Claramente el ministro da a entender lo contrario a lo que dice. Muchos políticos y activistas sociales rechazaron esa frase, y algunos trataron de explicar que se trata de un problema de forma. Pero la forma (o la expresión) no se opone al contenido, sino que constituye un todo con él, asunto que Hjelmslev sacó de la discusión hace 60 años.


En el libro “La fuga de Punta Carretas”, del propio Fernández Huidobro, se ve con claridad que la forma y el contenido son inseparables. El libro es entretenido, aunque no esté atiborrado de verdades, y su comienzo basta para colocarlo como un texto atendible: empieza con una frase que ningún escritor uruguayo se hubiera atrevido jamás a dejar por escrito como primera línea.

—¡Quiero pija!
¿Qué se puede hacer con la forma en este caso? La frase es pronunciada, dentro de una cárcel, por un preso común, es decir, un delincuente. En tiempos previos a la dictadura, los condenados por delitos comunes compartían la cárcel con los Tupamaros, que por entonces eran apenas delincuentes comunes, de acuerdo a las leyes nacionales vigentes. La línea es notablemente eficiente para instalar al lector en el ambiente de la cárcel: personajes extremos, ruido ensordecedor, gritería, tráfico de sexo. Si uno fuera a buscar una forma decorosa, ¿habría que hacer una larga descripción de ese contexto? ¿Habría que escribir: “Quiero p…”? o: ¿“Sería de mi agrado un pene”? o quizá: ¿“Con todo respeto, y si se me preguntara, yo le aceptaría un miembro viril, a cambio de un par de cigarros, claro está.”? La forma es toda ella contenido, y la verdad es que casi siempre que se critican las formas lo que se critica es un contenido.

########################################

** ENUNCIADO DEL EJERCICIO 1 **
Repita textualmente el pasaje del documento sobre la forma y el contenido: comience en las palabras "En el libro" y deténgase después de las palabras "como primera línea.".
El documento y los registros constituyen materiales independientes entre sí.

** DATOS ALMACENADOS **

########################################

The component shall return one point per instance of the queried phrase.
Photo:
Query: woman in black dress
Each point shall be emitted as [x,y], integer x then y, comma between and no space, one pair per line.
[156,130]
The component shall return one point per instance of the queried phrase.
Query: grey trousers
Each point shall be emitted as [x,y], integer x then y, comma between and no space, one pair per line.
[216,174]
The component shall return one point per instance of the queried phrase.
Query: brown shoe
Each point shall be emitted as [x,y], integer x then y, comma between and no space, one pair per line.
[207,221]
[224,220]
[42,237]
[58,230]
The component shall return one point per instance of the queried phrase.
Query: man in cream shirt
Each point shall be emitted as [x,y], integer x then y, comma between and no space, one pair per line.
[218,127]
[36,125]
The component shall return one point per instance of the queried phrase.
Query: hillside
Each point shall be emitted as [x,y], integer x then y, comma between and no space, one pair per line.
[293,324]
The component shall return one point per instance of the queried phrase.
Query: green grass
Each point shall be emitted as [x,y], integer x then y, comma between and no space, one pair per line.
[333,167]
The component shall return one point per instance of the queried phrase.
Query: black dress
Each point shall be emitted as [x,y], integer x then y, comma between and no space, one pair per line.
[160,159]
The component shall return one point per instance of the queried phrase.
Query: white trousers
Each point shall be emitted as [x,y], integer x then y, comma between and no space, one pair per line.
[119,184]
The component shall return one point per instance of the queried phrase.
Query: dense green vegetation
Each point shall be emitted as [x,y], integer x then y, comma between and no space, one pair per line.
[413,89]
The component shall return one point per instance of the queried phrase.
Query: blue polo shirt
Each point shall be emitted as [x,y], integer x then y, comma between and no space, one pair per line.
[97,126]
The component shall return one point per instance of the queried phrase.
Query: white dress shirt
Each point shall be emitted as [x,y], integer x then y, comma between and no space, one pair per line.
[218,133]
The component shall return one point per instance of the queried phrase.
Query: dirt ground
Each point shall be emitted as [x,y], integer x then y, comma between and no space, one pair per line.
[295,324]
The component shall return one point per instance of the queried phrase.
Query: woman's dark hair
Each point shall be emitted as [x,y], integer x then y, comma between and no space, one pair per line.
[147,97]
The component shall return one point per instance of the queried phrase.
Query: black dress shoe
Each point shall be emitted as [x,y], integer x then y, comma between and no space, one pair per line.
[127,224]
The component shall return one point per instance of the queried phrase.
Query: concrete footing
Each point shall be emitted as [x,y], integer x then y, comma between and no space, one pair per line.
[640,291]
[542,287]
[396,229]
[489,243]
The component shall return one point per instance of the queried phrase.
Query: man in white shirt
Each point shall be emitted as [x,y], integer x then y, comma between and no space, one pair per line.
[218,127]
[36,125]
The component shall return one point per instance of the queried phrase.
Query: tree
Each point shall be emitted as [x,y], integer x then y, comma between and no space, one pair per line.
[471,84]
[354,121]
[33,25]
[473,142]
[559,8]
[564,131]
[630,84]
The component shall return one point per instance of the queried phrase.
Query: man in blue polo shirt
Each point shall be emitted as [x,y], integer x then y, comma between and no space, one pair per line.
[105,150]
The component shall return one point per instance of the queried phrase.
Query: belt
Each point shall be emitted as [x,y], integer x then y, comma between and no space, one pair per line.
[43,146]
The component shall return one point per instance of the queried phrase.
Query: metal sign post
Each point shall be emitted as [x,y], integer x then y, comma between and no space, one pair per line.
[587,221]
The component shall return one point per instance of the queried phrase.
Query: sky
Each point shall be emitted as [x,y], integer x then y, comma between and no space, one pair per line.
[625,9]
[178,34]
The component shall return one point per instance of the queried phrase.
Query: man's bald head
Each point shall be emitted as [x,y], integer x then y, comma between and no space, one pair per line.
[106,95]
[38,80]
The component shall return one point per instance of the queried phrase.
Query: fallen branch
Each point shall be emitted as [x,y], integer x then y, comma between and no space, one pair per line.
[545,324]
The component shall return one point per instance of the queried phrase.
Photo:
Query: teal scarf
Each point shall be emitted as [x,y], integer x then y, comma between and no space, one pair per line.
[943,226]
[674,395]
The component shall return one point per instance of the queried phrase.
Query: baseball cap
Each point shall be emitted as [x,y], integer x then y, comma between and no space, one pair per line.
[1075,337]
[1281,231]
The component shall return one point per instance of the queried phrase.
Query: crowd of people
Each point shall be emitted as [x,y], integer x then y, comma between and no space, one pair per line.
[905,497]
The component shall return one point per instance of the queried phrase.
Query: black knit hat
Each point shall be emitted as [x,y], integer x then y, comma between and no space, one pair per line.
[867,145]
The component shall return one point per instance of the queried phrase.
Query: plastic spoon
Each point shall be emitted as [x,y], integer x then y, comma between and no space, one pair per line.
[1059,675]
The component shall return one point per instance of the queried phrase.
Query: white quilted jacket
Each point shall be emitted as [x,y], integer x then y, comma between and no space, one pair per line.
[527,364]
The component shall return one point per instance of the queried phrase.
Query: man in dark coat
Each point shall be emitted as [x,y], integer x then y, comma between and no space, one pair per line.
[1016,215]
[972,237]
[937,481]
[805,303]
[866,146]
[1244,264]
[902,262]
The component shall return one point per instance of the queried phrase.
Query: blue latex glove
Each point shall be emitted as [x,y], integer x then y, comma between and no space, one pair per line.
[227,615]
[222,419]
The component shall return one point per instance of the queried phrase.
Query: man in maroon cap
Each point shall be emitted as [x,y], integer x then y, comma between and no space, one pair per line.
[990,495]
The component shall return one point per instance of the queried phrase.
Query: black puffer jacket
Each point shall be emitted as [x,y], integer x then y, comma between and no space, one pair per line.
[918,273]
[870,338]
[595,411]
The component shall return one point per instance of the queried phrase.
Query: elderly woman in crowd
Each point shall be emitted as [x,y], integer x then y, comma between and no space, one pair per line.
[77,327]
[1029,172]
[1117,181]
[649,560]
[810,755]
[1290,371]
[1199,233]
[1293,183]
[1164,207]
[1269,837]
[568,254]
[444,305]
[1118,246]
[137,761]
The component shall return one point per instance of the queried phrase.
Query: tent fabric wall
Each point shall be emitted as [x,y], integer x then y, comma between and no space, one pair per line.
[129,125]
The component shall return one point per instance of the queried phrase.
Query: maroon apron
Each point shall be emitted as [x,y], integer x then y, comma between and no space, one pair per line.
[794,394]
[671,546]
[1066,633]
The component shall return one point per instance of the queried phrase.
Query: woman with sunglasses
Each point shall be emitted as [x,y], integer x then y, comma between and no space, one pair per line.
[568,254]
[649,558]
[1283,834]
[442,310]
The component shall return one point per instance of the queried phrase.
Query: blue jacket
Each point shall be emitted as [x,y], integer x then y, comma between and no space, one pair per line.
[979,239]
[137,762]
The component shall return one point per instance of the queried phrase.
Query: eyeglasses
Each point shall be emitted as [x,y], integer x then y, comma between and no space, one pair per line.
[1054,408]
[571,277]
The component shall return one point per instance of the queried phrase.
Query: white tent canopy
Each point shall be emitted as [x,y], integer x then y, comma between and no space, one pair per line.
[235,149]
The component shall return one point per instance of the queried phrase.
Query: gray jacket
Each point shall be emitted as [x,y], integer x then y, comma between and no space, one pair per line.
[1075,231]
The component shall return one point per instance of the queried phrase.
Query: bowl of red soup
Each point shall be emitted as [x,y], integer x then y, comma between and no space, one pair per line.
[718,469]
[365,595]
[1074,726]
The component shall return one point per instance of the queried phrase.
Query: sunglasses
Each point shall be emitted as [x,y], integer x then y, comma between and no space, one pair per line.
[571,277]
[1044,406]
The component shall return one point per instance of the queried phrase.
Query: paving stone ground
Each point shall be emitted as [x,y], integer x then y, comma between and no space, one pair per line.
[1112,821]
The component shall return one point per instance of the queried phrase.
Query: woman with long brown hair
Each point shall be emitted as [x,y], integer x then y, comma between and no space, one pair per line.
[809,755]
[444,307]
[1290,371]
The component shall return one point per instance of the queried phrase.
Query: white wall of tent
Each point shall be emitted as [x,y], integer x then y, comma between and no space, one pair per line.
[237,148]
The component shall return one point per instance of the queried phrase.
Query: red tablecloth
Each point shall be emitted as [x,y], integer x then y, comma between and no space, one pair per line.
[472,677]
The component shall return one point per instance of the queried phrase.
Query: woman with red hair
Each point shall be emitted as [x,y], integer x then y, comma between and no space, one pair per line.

########################################

** ENUNCIADO DEL EJERCICIO 2 **
Localice en los registros todas las líneas que contengan la cadena "shirt" y cópielas íntegras, distinguiendo entre mayúsculas y minúsculas.

** RESPUESTA DESARROLLADA 1 **
En el libro “La fuga de Punta Carretas”, del propio Fernández Huidobro, se ve con claridad que la forma y el contenido son inseparables. El libro es entretenido, aunque no esté atiborrado de verdades, y su comienzo basta para colocarlo como un texto atendible: empieza con una frase que ningún escritor uruguayo se hubiera atrevido jamás a dejar por escrito como primera línea.

** RESPUESTA DESARROLLADA 2 **
Query: man in cream shirt
Query: blue polo shirt
Query: white dress shirt
Query: man in white shirt
Query: man in blue polo shirt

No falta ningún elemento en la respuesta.